▸ WORK TO COMPLETE
Place every line of the items below into a Markdown table with the columns Row and Line, giving each line its own numbered row and leaving out any blank lines.

--- RECORD EXCERPTS ---

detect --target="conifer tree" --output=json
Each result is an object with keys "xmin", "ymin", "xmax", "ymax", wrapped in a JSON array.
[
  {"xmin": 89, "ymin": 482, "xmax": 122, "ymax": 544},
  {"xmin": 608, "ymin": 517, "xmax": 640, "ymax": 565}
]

---

▸ EXERCISE OUTPUT
| Row | Line |
|---|---|
| 1 | detect --target="conifer tree" --output=json |
| 2 | Each result is an object with keys "xmin", "ymin", "xmax", "ymax", wrapped in a JSON array. |
| 3 | [ |
| 4 |   {"xmin": 89, "ymin": 482, "xmax": 122, "ymax": 544}, |
| 5 |   {"xmin": 608, "ymin": 517, "xmax": 640, "ymax": 565} |
| 6 | ] |